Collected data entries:
>>>

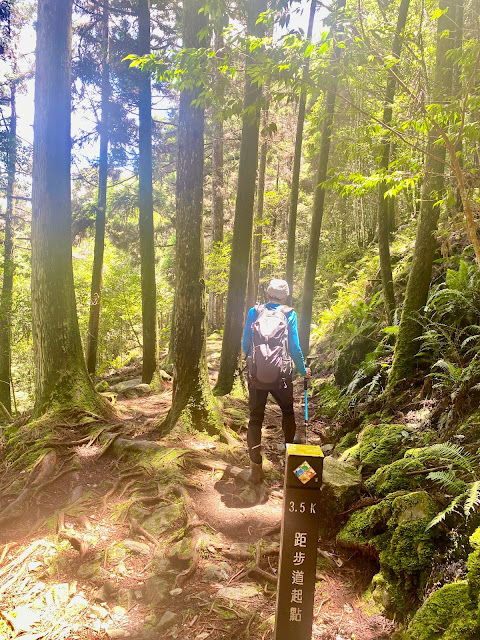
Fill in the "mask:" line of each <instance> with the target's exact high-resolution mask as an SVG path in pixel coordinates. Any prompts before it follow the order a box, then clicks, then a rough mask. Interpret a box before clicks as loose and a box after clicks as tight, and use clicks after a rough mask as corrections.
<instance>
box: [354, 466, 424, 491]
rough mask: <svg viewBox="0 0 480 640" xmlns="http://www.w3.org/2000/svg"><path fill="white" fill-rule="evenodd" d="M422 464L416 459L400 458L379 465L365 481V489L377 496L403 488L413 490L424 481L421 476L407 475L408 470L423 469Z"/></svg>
mask: <svg viewBox="0 0 480 640" xmlns="http://www.w3.org/2000/svg"><path fill="white" fill-rule="evenodd" d="M423 466H424V465H423V464H422V463H421V462H420V461H419V460H416V459H413V460H406V459H405V458H402V459H400V460H395V462H392V463H390V464H387V465H385V466H383V467H380V468H379V469H377V470H376V471H375V473H374V474H373V476H371V477H370V478H368V480H366V482H365V486H366V487H367V489H368V490H369V491H370V492H371V493H373V495H375V496H378V497H385V496H387V495H388V494H389V493H393V492H395V491H401V490H402V489H403V490H405V489H406V490H411V491H412V490H414V489H416V488H417V487H418V486H419V485H420V484H421V482H423V481H424V477H423V478H422V476H409V475H407V473H408V472H409V471H416V470H418V469H423Z"/></svg>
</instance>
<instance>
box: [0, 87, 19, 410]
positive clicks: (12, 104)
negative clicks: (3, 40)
mask: <svg viewBox="0 0 480 640" xmlns="http://www.w3.org/2000/svg"><path fill="white" fill-rule="evenodd" d="M16 163H17V109H16V84H15V81H12V82H11V84H10V124H9V132H8V147H7V193H6V196H7V197H6V201H7V202H6V204H7V206H6V210H5V239H4V254H3V283H2V297H1V300H0V402H1V403H2V405H3V406H4V407H5V409H6V410H7V411H8V413H11V411H12V406H11V394H10V386H11V380H10V377H11V374H10V371H11V322H12V293H13V272H14V269H15V263H14V257H15V245H14V225H13V221H14V214H15V211H14V199H13V196H14V187H15V177H16Z"/></svg>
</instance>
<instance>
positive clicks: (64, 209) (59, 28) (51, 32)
mask: <svg viewBox="0 0 480 640" xmlns="http://www.w3.org/2000/svg"><path fill="white" fill-rule="evenodd" d="M71 15H72V0H39V3H38V18H37V47H36V73H35V117H34V142H33V174H32V321H33V322H32V325H33V347H34V361H35V393H36V397H35V407H34V413H33V415H34V417H39V416H41V415H42V414H43V413H45V412H46V411H62V410H65V409H87V410H90V411H95V412H98V411H102V412H105V413H106V412H107V411H108V409H107V407H106V403H104V402H103V401H102V399H101V398H100V397H99V396H98V395H97V394H96V393H95V391H94V389H93V385H92V382H91V380H90V378H89V375H88V373H87V368H86V364H85V359H84V356H83V350H82V343H81V340H80V332H79V328H78V320H77V312H76V304H75V291H74V284H73V268H72V242H71V204H70V152H71V140H70V63H71V31H70V28H71Z"/></svg>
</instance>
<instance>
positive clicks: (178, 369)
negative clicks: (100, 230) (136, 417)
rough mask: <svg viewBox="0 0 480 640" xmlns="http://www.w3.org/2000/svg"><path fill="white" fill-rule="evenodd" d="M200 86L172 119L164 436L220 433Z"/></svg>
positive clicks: (193, 35) (184, 25)
mask: <svg viewBox="0 0 480 640" xmlns="http://www.w3.org/2000/svg"><path fill="white" fill-rule="evenodd" d="M202 6H203V4H202V1H201V0H184V5H183V7H184V8H183V11H184V17H183V19H184V23H183V34H184V36H183V45H184V47H185V48H188V49H194V48H198V47H199V46H200V41H199V31H201V30H202V29H203V28H204V27H205V24H206V16H205V15H204V13H199V12H198V11H199V9H200V8H201V7H202ZM200 91H201V87H193V88H188V89H186V88H184V89H182V91H181V93H180V105H179V115H178V160H177V185H176V237H177V240H176V259H175V283H176V289H175V333H174V340H175V349H174V351H175V360H174V368H173V370H174V374H173V375H174V381H173V399H172V406H171V409H170V411H169V413H168V415H167V417H166V418H165V420H164V421H163V423H161V424H160V427H159V428H160V431H161V432H162V433H163V434H164V433H166V432H168V431H170V430H171V429H172V428H173V427H174V425H175V424H176V423H177V421H178V419H179V418H180V417H182V419H183V422H184V423H186V425H187V426H188V427H190V428H193V429H195V430H205V431H207V432H208V433H209V434H211V435H214V434H218V433H219V431H220V417H219V414H218V412H217V410H216V407H215V401H214V398H213V395H212V391H211V388H210V383H209V378H208V368H207V356H206V329H207V326H206V313H205V312H206V308H205V302H206V300H205V270H204V238H203V168H204V127H205V112H204V108H203V107H201V106H198V105H197V106H194V105H193V104H192V102H193V101H195V100H196V99H197V98H198V96H199V94H200Z"/></svg>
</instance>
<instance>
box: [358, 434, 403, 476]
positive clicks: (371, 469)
mask: <svg viewBox="0 0 480 640" xmlns="http://www.w3.org/2000/svg"><path fill="white" fill-rule="evenodd" d="M410 436H411V432H410V429H409V428H408V427H406V426H405V425H403V424H371V425H368V427H366V428H365V429H364V430H363V431H362V432H361V434H360V435H359V445H360V446H359V447H358V453H357V456H358V459H359V461H360V463H361V464H362V467H363V468H364V469H367V470H369V469H370V470H373V469H378V468H379V467H382V466H383V465H385V464H390V463H391V462H393V461H394V460H397V459H399V458H401V457H402V456H403V454H404V453H405V450H406V442H407V441H408V439H409V438H410Z"/></svg>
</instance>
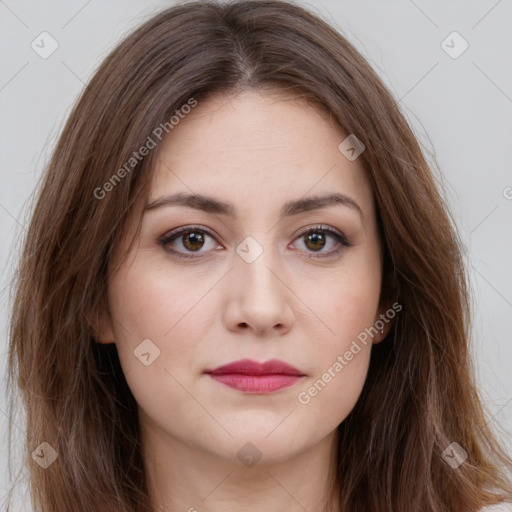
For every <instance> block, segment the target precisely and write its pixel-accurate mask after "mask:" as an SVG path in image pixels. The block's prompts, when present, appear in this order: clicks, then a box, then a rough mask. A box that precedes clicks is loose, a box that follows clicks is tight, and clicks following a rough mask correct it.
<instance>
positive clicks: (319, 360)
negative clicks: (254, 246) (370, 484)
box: [99, 91, 391, 512]
mask: <svg viewBox="0 0 512 512" xmlns="http://www.w3.org/2000/svg"><path fill="white" fill-rule="evenodd" d="M346 136H347V134H345V133H343V131H342V130H341V129H340V128H339V127H337V126H336V125H335V124H334V123H333V122H332V121H331V120H330V119H329V117H328V116H327V115H326V114H325V113H323V112H321V111H319V110H317V109H316V108H314V107H312V106H310V105H308V104H307V103H304V102H303V101H302V100H298V99H293V98H289V97H286V96H283V95H280V94H279V93H272V94H270V93H269V92H265V93H264V94H263V93H261V92H260V93H258V92H255V91H249V92H247V91H246V92H243V93H241V94H239V95H237V96H230V97H227V96H217V97H213V98H210V99H208V100H205V101H203V102H200V103H199V104H198V106H197V107H196V108H195V109H193V110H192V112H191V113H190V114H188V115H187V116H186V117H185V118H184V119H182V120H180V123H179V125H177V126H176V127H175V128H174V129H173V131H172V132H170V134H169V135H168V136H167V138H166V139H164V141H163V142H162V144H161V146H160V147H159V151H160V153H159V158H158V164H157V166H156V168H155V174H154V178H153V181H152V184H151V193H150V198H149V201H148V203H150V202H152V201H154V200H156V199H158V198H160V197H162V196H166V195H169V194H173V193H176V192H185V193H198V194H199V193H200V194H207V195H210V196H213V197H215V198H217V199H219V200H222V201H224V202H226V203H231V204H232V205H233V207H234V208H235V209H236V216H235V217H233V218H230V217H223V216H221V215H216V214H212V213H206V212H203V211H199V210H195V209H192V208H190V207H187V206H162V207H160V208H154V209H152V210H148V211H147V212H146V213H145V215H144V218H143V223H142V228H141V233H140V239H139V240H138V244H136V245H135V246H134V248H133V249H132V251H131V252H130V253H129V254H127V255H126V249H125V248H123V247H120V248H119V250H118V252H117V257H121V256H125V255H126V256H127V257H126V259H125V260H124V261H123V262H122V264H121V265H120V267H119V268H118V269H117V270H116V272H115V273H113V274H112V275H111V277H110V280H109V294H108V309H109V310H108V311H107V312H105V314H104V316H103V318H102V320H101V326H100V329H99V334H100V339H102V340H106V341H105V342H114V343H115V344H116V345H117V350H118V353H119V357H120V361H121V364H122V367H123V371H124V373H125V375H126V379H127V382H128V385H129V386H130V389H131V391H132V393H133V395H134V397H135V399H136V400H137V403H138V405H139V412H140V426H141V435H142V442H143V447H144V458H145V462H146V465H147V469H148V475H149V485H150V492H151V495H152V497H153V499H154V500H155V506H156V508H155V510H165V511H167V510H183V511H187V510H190V511H193V510H197V511H199V512H201V511H214V510H223V511H226V512H229V511H235V510H236V511H239V510H245V511H248V512H252V511H258V512H259V511H261V510H266V511H267V512H272V511H278V510H291V511H303V510H304V509H306V510H308V511H313V512H314V511H320V510H321V509H322V506H323V504H324V503H325V500H326V498H327V490H328V481H329V460H330V456H331V454H332V453H333V451H332V448H333V443H334V441H335V439H336V432H337V431H336V427H337V426H338V425H339V424H340V423H342V422H343V420H344V419H345V418H346V417H347V415H348V414H349V413H350V411H351V410H352V408H353V407H354V405H355V403H356V401H357V399H358V398H359V395H360V393H361V390H362V387H363V384H364V382H365V379H366V375H367V370H368V365H369V358H370V352H371V346H372V343H377V342H379V341H381V340H382V339H383V338H384V337H385V336H386V334H387V332H388V330H389V327H390V325H391V323H389V324H386V326H385V329H384V332H383V333H382V335H381V334H380V333H379V334H378V335H376V336H375V337H374V338H373V340H372V339H370V342H369V343H368V344H367V345H366V346H365V345H361V348H362V350H361V351H360V352H359V353H358V354H357V355H355V356H354V358H353V359H352V360H351V361H350V362H349V363H348V364H347V365H346V366H345V367H344V368H343V370H342V371H341V372H339V373H338V374H337V375H336V377H335V378H333V379H332V380H331V382H329V383H328V384H327V385H326V386H325V387H324V389H323V390H322V391H321V392H320V393H318V394H317V395H316V396H315V397H314V398H312V399H311V401H310V402H309V403H308V404H301V403H299V401H298V399H297V397H298V394H299V393H300V392H301V391H304V390H307V389H308V388H310V387H311V386H312V384H313V383H314V382H315V381H317V380H318V379H319V378H320V377H321V375H322V374H323V373H324V372H325V371H326V370H327V369H328V368H329V367H332V365H333V363H334V362H335V361H336V360H337V357H338V356H340V355H343V354H344V353H345V352H346V351H347V350H348V349H349V348H350V346H351V343H352V342H353V340H355V339H356V337H357V335H358V334H360V333H361V332H362V331H364V329H365V328H367V327H370V326H372V325H374V323H375V322H376V320H378V319H379V318H380V314H382V313H384V312H385V309H386V308H385V307H384V306H383V305H379V297H380V287H381V259H380V258H381V256H380V245H379V236H378V231H377V221H376V213H375V207H374V202H373V195H372V189H371V186H370V184H369V182H368V179H367V177H366V174H365V172H364V169H363V165H362V163H361V159H356V160H355V161H352V162H351V161H349V160H348V159H347V158H345V157H344V156H343V155H342V154H341V153H340V151H339V150H338V145H339V144H340V142H341V141H343V140H344V139H345V138H346ZM332 192H339V193H342V194H345V195H347V196H349V197H350V198H352V199H353V201H355V202H356V203H357V204H358V205H359V206H360V208H361V210H362V215H360V214H359V213H358V212H357V211H356V210H355V209H353V208H350V207H347V206H344V205H339V204H338V205H333V206H329V207H327V208H324V209H319V210H314V211H308V212H303V213H300V214H298V215H295V216H291V217H287V218H284V219H282V220H279V210H280V208H281V207H282V205H283V204H284V203H285V202H286V201H291V200H295V199H299V198H302V197H304V196H308V197H309V196H312V195H323V194H327V193H332ZM317 224H322V225H323V226H324V227H330V228H332V229H334V230H335V231H338V232H341V233H343V234H344V235H345V237H346V238H347V239H348V241H349V242H350V243H351V244H352V246H351V247H343V246H341V245H340V244H339V242H337V240H336V239H335V238H334V237H332V236H331V235H329V234H328V233H325V232H323V233H324V235H325V236H326V238H325V246H323V247H322V244H321V243H320V244H318V242H317V245H315V244H314V243H313V244H312V243H309V244H308V243H307V237H305V236H301V230H302V229H303V228H307V227H314V226H316V225H317ZM188 225H200V226H201V227H203V228H205V229H206V230H209V231H210V232H211V233H212V234H213V235H214V236H213V237H211V236H210V235H209V234H208V233H204V232H202V233H203V237H204V244H203V246H202V247H201V244H200V243H199V244H198V243H197V241H196V242H195V244H196V245H194V244H192V249H191V248H190V247H191V246H190V243H189V244H188V245H187V244H186V240H184V237H183V236H180V237H177V238H176V239H175V240H174V241H173V242H171V243H169V244H168V245H167V246H166V247H163V246H162V245H161V244H159V242H158V240H159V238H161V237H162V236H163V235H165V234H167V233H169V232H170V231H171V230H174V229H176V228H178V227H182V226H188ZM132 227H133V226H132ZM192 231H195V232H197V229H196V230H192ZM317 233H318V231H317ZM320 234H322V232H321V231H320ZM247 236H251V237H253V238H254V239H255V240H256V241H257V243H258V244H259V245H260V246H261V248H262V250H263V252H262V254H261V255H259V257H258V258H256V259H255V260H254V261H253V262H250V263H249V262H247V261H246V260H244V259H243V258H242V257H240V256H239V254H238V253H237V252H236V249H237V246H239V244H241V242H243V241H244V239H245V238H246V237H247ZM172 248H174V249H175V250H176V251H181V253H188V254H192V256H194V255H195V256H199V257H197V258H196V259H186V258H180V257H178V256H176V255H173V253H172V252H171V251H170V249H172ZM194 248H196V252H194ZM337 248H340V249H341V250H340V252H338V253H335V254H334V253H332V252H331V251H334V250H335V249H337ZM315 249H316V251H315ZM197 251H198V252H197ZM329 252H331V255H330V256H326V257H321V256H319V254H328V253H329ZM379 306H380V307H379ZM144 339H150V340H152V343H154V345H155V346H157V347H158V349H159V350H160V355H159V357H157V358H156V359H155V360H154V361H153V362H152V363H151V364H149V365H148V366H146V365H144V364H142V363H141V361H140V360H139V359H138V358H137V357H136V356H135V355H134V350H136V349H137V347H138V346H139V345H140V343H141V342H142V340H144ZM152 350H154V349H150V352H151V351H152ZM155 353H156V352H155ZM150 357H151V358H152V357H153V356H150ZM242 358H249V359H254V360H256V361H260V362H263V361H266V360H269V359H273V358H276V359H281V360H283V361H286V362H287V363H289V364H291V365H293V366H295V367H296V368H298V369H300V370H301V371H302V372H303V373H304V374H305V377H302V378H301V380H300V381H299V382H297V383H296V384H295V385H293V386H291V387H288V388H285V389H282V390H279V391H276V392H273V393H271V394H249V393H245V392H242V391H238V390H234V389H232V388H229V387H227V386H225V385H224V384H221V383H219V382H216V381H214V380H213V379H212V378H211V377H210V376H208V375H206V374H204V373H203V372H204V370H205V369H212V368H215V367H217V366H220V365H223V364H227V363H229V362H232V361H236V360H239V359H242ZM246 443H252V445H254V446H255V447H256V448H257V450H258V451H259V453H261V459H260V460H259V461H258V462H257V463H256V464H255V465H254V466H252V467H247V466H246V465H244V464H243V463H242V462H241V461H240V460H239V458H238V457H237V453H238V452H239V450H240V449H241V448H242V447H243V446H244V445H246ZM250 450H253V451H254V453H253V454H255V453H256V452H255V450H254V448H251V449H250ZM251 453H252V452H251Z"/></svg>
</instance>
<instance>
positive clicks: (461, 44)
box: [441, 31, 469, 59]
mask: <svg viewBox="0 0 512 512" xmlns="http://www.w3.org/2000/svg"><path fill="white" fill-rule="evenodd" d="M441 48H442V49H443V50H444V51H445V52H446V53H447V54H448V55H449V56H450V57H451V58H452V59H458V58H459V57H460V56H461V55H462V54H463V53H464V52H465V51H466V50H467V49H468V48H469V43H468V42H467V41H466V40H465V39H464V38H463V37H462V36H461V35H460V34H459V33H458V32H456V31H454V32H452V33H451V34H450V35H449V36H448V37H446V39H444V40H443V42H442V43H441Z"/></svg>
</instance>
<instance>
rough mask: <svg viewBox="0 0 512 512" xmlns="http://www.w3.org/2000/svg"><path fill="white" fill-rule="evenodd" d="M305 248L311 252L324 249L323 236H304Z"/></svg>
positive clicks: (320, 234) (321, 234)
mask: <svg viewBox="0 0 512 512" xmlns="http://www.w3.org/2000/svg"><path fill="white" fill-rule="evenodd" d="M305 240H306V246H307V247H308V248H309V249H311V250H312V251H319V250H322V249H323V248H324V247H325V244H326V240H325V234H324V233H322V234H319V233H318V232H316V233H311V234H309V235H306V237H305Z"/></svg>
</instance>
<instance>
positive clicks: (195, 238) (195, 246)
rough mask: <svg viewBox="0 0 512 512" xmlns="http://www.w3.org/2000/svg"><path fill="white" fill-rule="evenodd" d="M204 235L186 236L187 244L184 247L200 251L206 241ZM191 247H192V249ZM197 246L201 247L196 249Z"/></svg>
mask: <svg viewBox="0 0 512 512" xmlns="http://www.w3.org/2000/svg"><path fill="white" fill-rule="evenodd" d="M202 238H203V237H202V235H201V234H200V233H193V232H191V233H188V234H186V235H185V242H184V245H185V247H187V249H200V248H201V246H202V244H203V243H204V241H203V240H202ZM190 245H191V246H192V247H190ZM196 245H199V247H196Z"/></svg>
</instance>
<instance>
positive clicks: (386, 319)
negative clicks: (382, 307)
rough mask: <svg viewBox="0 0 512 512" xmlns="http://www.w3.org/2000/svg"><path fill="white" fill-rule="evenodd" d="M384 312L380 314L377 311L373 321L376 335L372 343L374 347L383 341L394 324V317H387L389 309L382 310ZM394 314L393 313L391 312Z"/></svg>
mask: <svg viewBox="0 0 512 512" xmlns="http://www.w3.org/2000/svg"><path fill="white" fill-rule="evenodd" d="M384 311H385V312H384V313H382V312H381V310H380V311H379V315H378V316H377V317H376V319H375V324H374V326H375V329H377V334H375V336H374V337H373V343H374V345H376V344H377V343H380V342H381V341H384V340H385V339H386V337H387V335H388V334H389V331H390V330H391V327H393V323H394V316H395V315H393V316H390V315H388V312H389V311H390V310H389V309H387V310H384ZM393 312H394V311H393Z"/></svg>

<<<

- _Work instruction_
Print, without alteration, only the lines above between the one holding "248L311 252L324 249L323" and the one holding "positive clicks: (195, 238) (195, 246)", inclusive.

- _Written reply_
rough mask: <svg viewBox="0 0 512 512" xmlns="http://www.w3.org/2000/svg"><path fill="white" fill-rule="evenodd" d="M305 248L311 252L324 249L323 236H304Z"/></svg>
positive clicks: (320, 234) (321, 234)
mask: <svg viewBox="0 0 512 512" xmlns="http://www.w3.org/2000/svg"><path fill="white" fill-rule="evenodd" d="M305 240H306V246H307V247H308V248H309V249H311V250H312V251H319V250H322V249H323V248H324V247H325V244H326V240H325V234H324V233H322V234H319V233H318V232H316V233H311V234H309V235H306V237H305Z"/></svg>
</instance>
<instance>
positive clicks: (195, 238) (195, 246)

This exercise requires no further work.